> **STATED GOAL**: Count the lines in the records below that contain the word "gravel", and give only that number.

-*-

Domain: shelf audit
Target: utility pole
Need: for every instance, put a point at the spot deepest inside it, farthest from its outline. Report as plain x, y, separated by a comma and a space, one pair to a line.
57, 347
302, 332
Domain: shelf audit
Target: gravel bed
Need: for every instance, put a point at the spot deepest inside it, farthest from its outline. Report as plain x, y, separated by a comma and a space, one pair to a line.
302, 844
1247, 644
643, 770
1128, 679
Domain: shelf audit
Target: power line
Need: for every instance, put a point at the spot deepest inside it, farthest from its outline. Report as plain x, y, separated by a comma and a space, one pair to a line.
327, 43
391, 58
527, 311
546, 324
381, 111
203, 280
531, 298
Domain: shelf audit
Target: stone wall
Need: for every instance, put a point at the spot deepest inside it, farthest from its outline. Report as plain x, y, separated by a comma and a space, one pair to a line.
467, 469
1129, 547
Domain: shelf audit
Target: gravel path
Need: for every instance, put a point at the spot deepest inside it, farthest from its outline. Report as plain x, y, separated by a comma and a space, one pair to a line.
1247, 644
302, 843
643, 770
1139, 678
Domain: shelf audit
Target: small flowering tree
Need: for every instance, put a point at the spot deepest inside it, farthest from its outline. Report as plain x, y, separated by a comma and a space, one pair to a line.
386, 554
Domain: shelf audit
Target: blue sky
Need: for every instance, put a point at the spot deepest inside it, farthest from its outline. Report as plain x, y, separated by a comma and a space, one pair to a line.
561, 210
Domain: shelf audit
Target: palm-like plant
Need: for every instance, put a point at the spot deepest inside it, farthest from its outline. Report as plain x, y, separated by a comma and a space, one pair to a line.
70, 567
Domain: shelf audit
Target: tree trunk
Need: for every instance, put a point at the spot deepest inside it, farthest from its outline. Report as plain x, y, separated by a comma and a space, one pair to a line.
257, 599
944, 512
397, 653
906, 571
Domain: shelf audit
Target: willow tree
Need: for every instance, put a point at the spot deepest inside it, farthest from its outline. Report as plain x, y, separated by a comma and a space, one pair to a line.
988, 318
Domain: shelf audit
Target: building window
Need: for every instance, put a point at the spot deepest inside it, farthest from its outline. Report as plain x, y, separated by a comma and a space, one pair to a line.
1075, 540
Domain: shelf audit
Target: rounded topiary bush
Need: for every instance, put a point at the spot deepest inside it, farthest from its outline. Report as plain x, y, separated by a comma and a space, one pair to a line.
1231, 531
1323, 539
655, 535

-*-

> **RESPONSE TO THE TASK**: 2